* WRITTEN INSTRUCTION *
Could you repeat every one of the rows below word for word, without changing anything?

___

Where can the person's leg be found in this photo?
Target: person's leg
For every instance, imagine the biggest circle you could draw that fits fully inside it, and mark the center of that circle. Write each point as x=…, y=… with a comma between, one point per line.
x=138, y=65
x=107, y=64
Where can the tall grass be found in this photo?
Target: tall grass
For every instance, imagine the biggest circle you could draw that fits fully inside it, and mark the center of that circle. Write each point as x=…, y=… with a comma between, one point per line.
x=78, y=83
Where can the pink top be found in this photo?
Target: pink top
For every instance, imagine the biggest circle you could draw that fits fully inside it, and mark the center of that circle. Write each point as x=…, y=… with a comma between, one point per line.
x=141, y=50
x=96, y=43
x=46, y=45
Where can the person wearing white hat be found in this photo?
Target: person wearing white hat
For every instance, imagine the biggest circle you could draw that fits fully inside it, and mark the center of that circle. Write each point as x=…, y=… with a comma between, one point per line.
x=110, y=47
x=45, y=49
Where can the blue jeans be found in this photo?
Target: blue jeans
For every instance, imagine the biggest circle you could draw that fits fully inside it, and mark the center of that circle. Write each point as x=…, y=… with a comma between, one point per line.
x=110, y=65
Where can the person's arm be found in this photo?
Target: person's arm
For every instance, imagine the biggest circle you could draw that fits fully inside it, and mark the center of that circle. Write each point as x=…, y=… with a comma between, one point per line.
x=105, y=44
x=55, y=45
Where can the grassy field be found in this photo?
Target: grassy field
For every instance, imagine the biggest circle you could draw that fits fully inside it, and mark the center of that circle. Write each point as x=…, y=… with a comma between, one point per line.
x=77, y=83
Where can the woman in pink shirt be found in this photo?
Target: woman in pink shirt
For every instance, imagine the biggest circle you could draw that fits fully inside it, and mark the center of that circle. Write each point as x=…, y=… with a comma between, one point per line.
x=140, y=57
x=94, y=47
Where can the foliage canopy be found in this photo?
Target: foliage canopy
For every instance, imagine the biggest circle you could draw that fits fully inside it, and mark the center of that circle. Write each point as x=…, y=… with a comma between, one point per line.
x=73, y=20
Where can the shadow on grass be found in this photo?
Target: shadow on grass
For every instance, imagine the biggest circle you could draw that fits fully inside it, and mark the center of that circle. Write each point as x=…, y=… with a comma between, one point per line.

___

* SOLUTION TO THIS EXERCISE *
Where can the person's leg be found in this photo?
Target: person's leg
For every instance, imagine the biggest circle you could draw that fits fully inside it, and mark the center of that circle. Write each point as x=…, y=… with a comma between, one point per line.
x=138, y=65
x=107, y=64
Where can the tall grass be found in this photo?
Target: tall grass
For every instance, imagine the biggest circle you could draw that fits fully inside it, and mark the center of that circle. Write each point as x=…, y=… with a comma between, one point per line.
x=78, y=83
Where can the pink top be found in this photo?
Target: pink top
For every instance, imagine the biggest circle you could draw that fits fully inside it, and mark the center of that circle. Write each point as x=…, y=… with a comma between, one point per line.
x=141, y=50
x=96, y=43
x=46, y=45
Where can the person wearing white hat be found in this photo?
Target: person wearing white hat
For every instance, imagine the biggest circle you could draw that fits fully inside it, and mark the center of that circle. Write each point as x=…, y=… with a comma between, one point per line.
x=110, y=47
x=45, y=49
Where can the blue jeans be found in this photo?
Target: blue jeans
For every instance, imagine the biggest circle you could draw that fits fully inside it, and mark the center of that circle. Write each point as x=…, y=… with a comma between, one point per line.
x=110, y=65
Where can the person's arm be found in this photo?
Target: person's arm
For every instance, imagine the biggest circle you could draw that fits fully inside it, and mark the center of that circle. Write each point as x=…, y=… with a comma between, one point per line.
x=105, y=44
x=55, y=45
Where can the grassy field be found in this photo?
Target: grassy field
For every instance, imagine the biggest circle you could draw that fits fully inside it, and mark the center of that circle. Write each point as x=…, y=… with a comma between, one point per line.
x=77, y=83
Where can the woman in pink shirt be found in this photo?
Target: woman in pink shirt
For every instance, imagine the biggest circle you could draw that fits fully inside it, and mark the center of that circle. Write each point as x=…, y=… with a comma between, one point per line.
x=140, y=57
x=94, y=47
Where can the foliage canopy be found in this photo?
Target: foliage canopy
For every instance, imagine the biggest circle you could draw that fits fully inside it, and mark the center of that circle. Write each point as x=…, y=… with a comma between, one point per line.
x=73, y=20
Where can the shadow on grass be found in this photo?
Target: shadow on grass
For every instance, imagine the biggest circle you could draw that fits fully inside it, and mark the center of that circle. Write each point as x=…, y=… with a comma between, one point per line.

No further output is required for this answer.